Read the data and repeat it in full, exactly.

Items from a data source:
>> Start
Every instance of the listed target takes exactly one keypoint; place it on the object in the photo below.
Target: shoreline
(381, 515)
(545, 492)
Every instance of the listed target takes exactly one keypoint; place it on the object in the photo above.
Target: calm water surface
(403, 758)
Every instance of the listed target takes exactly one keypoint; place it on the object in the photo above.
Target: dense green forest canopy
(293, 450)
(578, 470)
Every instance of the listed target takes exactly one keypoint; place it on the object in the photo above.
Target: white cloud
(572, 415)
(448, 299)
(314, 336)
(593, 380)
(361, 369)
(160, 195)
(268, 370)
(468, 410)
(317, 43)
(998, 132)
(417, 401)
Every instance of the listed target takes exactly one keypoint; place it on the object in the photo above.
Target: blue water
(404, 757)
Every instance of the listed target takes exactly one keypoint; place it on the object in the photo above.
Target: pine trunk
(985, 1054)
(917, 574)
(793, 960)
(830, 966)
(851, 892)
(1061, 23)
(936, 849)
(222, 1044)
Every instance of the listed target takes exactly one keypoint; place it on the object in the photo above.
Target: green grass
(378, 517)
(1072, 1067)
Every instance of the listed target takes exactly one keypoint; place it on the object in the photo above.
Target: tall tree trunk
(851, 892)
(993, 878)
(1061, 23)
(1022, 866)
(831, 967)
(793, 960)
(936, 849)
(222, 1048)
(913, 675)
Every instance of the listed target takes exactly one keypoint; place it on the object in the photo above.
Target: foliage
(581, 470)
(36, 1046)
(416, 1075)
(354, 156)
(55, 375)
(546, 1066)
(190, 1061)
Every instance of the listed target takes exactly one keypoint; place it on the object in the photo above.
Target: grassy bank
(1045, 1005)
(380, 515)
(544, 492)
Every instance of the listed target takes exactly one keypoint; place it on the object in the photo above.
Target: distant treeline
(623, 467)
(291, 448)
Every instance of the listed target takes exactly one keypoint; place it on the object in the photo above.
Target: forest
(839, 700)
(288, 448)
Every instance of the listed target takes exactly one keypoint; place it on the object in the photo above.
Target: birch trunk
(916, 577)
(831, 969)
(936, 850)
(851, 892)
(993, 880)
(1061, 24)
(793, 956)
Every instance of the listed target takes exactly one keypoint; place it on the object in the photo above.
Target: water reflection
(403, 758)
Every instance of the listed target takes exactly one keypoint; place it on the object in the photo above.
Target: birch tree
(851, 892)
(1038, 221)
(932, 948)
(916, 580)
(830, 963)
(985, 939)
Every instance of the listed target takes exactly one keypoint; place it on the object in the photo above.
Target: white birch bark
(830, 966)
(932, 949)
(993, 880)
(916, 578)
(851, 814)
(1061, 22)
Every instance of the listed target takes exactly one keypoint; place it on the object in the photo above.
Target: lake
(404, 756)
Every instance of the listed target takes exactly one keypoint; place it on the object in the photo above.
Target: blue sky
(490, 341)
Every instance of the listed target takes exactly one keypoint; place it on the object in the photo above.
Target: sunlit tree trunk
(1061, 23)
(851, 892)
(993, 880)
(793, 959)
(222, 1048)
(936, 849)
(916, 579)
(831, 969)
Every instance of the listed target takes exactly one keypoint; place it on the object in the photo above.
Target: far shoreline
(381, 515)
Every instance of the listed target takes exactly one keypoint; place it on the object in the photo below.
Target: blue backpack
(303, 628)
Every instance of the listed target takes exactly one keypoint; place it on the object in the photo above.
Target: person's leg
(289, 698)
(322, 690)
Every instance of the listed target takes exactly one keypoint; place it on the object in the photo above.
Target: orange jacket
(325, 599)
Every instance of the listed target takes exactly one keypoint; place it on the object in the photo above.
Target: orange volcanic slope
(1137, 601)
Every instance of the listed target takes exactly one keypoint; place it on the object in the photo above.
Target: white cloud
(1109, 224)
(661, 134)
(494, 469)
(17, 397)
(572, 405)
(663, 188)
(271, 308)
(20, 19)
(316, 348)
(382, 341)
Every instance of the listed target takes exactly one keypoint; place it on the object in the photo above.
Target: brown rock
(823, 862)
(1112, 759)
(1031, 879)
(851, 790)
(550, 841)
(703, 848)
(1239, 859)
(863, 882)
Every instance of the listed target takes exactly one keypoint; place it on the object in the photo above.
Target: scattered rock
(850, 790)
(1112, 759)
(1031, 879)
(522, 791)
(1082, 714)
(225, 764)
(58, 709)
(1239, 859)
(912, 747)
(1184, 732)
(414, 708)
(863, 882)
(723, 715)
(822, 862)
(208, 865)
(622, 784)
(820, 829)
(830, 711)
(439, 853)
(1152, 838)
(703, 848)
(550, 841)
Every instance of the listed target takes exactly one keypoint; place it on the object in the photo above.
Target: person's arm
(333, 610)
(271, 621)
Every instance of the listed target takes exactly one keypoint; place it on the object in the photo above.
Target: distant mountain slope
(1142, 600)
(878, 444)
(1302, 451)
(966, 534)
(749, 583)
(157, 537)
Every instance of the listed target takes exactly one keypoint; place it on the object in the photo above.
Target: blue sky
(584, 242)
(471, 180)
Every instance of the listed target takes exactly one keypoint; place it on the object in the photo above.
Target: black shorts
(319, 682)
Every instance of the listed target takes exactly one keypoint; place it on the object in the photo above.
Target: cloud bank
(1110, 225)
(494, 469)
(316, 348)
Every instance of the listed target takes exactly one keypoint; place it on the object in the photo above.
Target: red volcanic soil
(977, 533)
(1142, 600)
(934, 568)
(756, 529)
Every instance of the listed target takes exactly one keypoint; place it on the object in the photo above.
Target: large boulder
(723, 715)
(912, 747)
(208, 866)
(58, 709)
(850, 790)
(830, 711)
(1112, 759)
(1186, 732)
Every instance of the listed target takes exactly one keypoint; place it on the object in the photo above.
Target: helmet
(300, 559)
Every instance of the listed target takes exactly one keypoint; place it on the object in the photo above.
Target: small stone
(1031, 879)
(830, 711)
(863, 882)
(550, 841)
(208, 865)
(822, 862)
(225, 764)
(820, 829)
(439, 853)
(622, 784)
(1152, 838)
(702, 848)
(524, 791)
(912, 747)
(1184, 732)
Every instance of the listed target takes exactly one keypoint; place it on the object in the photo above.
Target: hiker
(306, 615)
>> End
**TASK ANSWER**
Every instance of the listed target takes exactly one keypoint; place it on the object in the photo below.
Target: shoreline
(381, 515)
(545, 492)
Every instance of the listed target takes exactly one keypoint; place it on the object in the photo above.
Target: calm water surface
(403, 758)
Every instance of the listed target takes exactly one keypoint; place it on the object in the photo above.
Target: dense green forest canopy
(293, 450)
(578, 470)
Every instance of the listed target takes exactly one keypoint; place it on the object in the photo above.
Target: white cloud
(572, 415)
(448, 299)
(314, 336)
(593, 380)
(361, 369)
(160, 195)
(268, 370)
(468, 410)
(317, 43)
(998, 132)
(417, 401)
Every instance of the listed target takes exactly one keypoint; place it on the object in the photo above.
Target: blue water
(404, 757)
Every instance of the listed target takes exactly one keypoint; place it on the object in the photo above.
Target: pine trunk
(985, 1054)
(917, 574)
(793, 960)
(830, 966)
(851, 892)
(1061, 23)
(936, 849)
(222, 1044)
Every instance of the listed target takes exactly one keypoint; place it on the object in the photo above.
Target: green grass
(378, 517)
(1072, 1067)
Every instance of the listed target takes exactly one keypoint; place it on the object in the photo above.
Target: tall tree trunk
(851, 892)
(993, 878)
(1061, 23)
(1022, 866)
(831, 967)
(793, 960)
(936, 849)
(222, 1048)
(913, 675)
Every instance of the listed target takes exactly one keypoint; place it on the object in the photo above.
Target: foliage
(581, 470)
(36, 1046)
(416, 1075)
(354, 156)
(55, 375)
(546, 1066)
(190, 1061)
Every instance of the listed target takes exactly one keypoint; place it on the object in the photo above.
Target: grassy bank
(1045, 1005)
(380, 515)
(544, 492)
Every instance of the listed target takes exactly one keypoint; place it on the object in the photo above.
Target: distant treeline
(623, 467)
(291, 448)
Every instance of the listed target takes exactly one keypoint; place it on the object in the photo above.
Target: forest
(839, 700)
(288, 448)
Every instance of the listed target takes exactly one keypoint; place it on the object in the photo above.
Target: birch trunk
(916, 577)
(831, 969)
(936, 850)
(851, 892)
(993, 880)
(1061, 24)
(793, 956)
Every instance of the listed target takes exactly one keypoint; place it on the object in the photo above.
Target: water reflection
(403, 758)
Every instance of the listed target takes exactly one keypoint; place it on the object in the photo above.
Target: birch tree
(851, 892)
(1038, 221)
(932, 948)
(916, 580)
(830, 963)
(985, 939)
Every instance of the listed target takes exactly one keypoint; place it on the object in the photo above.
Target: white birch bark
(830, 966)
(932, 949)
(993, 880)
(916, 578)
(851, 814)
(1061, 22)
Every instance of the listed target takes exactly one keypoint; place it on the object in the photo above.
Target: lake
(404, 756)
Every instance of the listed target takes exactly one keypoint; place it on the object in the photo above.
Target: blue sky
(490, 341)
Every instance of the listed target takes exactly one keypoint; place it on the object in the photo above.
Target: sunlit tree trunk
(1061, 23)
(851, 892)
(993, 880)
(793, 959)
(222, 1048)
(936, 849)
(916, 579)
(831, 969)
Every instance of the listed target takes exactly one keypoint; place it on the object in the photo above.
Target: far shoreline
(381, 515)
Every instance of the listed target takes exactly one keypoint; place it on the object in the photo below.
Target: blue backpack
(303, 628)
Every instance of the listed target takes exactly one keypoint; place it on the object in the photo above.
Target: person's leg
(289, 698)
(322, 690)
Every instance of the listed target takes exactly one keypoint; place it on the object in the photo above.
Target: orange jacket
(325, 599)
Every instance of the listed target takes exactly one keypoint; place it on the object in the photo above.
Target: orange volcanic slope
(1137, 601)
Every instance of the listed target takes exactly one keypoint; place it on the object in the photo above.
Target: white cloud
(1109, 224)
(661, 134)
(494, 469)
(17, 397)
(572, 405)
(663, 188)
(271, 308)
(20, 19)
(316, 348)
(382, 341)
Every instance of the listed target takes exactly one keypoint; place it on the object in the photo above.
Target: brown rock
(823, 862)
(1112, 759)
(1031, 879)
(851, 790)
(550, 841)
(703, 848)
(1239, 859)
(863, 882)
Every instance of the listed target takes exactly one keypoint; place it on the object in the photo above.
Target: scattered rock
(850, 790)
(1112, 759)
(1031, 879)
(522, 791)
(1082, 714)
(225, 764)
(58, 709)
(1239, 859)
(912, 747)
(1184, 732)
(414, 708)
(863, 882)
(723, 715)
(822, 862)
(208, 865)
(622, 784)
(820, 829)
(830, 711)
(439, 853)
(1152, 838)
(703, 848)
(550, 841)
Every instance of the listed target takes exactly one keypoint; place it on the object in the photo above.
Target: person's arm
(333, 610)
(271, 621)
Every instance of the listed target takes exactly one keypoint; place it on the object in the photo above.
Target: distant mountain slope
(1142, 600)
(878, 444)
(1302, 451)
(966, 534)
(749, 583)
(157, 537)
Every instance of the listed target takes exactly one keypoint; place it on the object in the photo above.
Target: blue sky
(584, 242)
(471, 180)
Every instance of the listed target takes exactly one keypoint; place it on the object in the photo above.
Target: black shorts
(319, 682)
Every instance of the listed target takes exactly one keypoint; place it on the object in the photo above.
Target: cloud bank
(1110, 225)
(494, 469)
(316, 348)
Every instance of the listed target takes exactly one keypoint; place it on the object in the photo above.
Target: red volcanic soil
(977, 533)
(1142, 600)
(934, 568)
(756, 529)
Every instance of the listed target takes exactly one keypoint; place it on the object in the photo above.
Target: large boulder
(723, 715)
(912, 747)
(208, 866)
(58, 709)
(850, 790)
(830, 711)
(1112, 759)
(1186, 732)
Every instance of the listed target takes exactly one keypoint; place it on the object in the photo above.
Target: helmet
(300, 559)
Every instance of the listed target takes exactly one keypoint; place it on the object in the photo above.
Target: small stone
(1031, 879)
(830, 711)
(863, 882)
(550, 841)
(208, 865)
(822, 862)
(225, 764)
(820, 829)
(439, 853)
(622, 784)
(1152, 838)
(702, 848)
(524, 791)
(912, 747)
(1184, 732)
Every instance of the listed target takes exactly one keypoint; place it on the object in the photo above.
Target: hiker
(306, 615)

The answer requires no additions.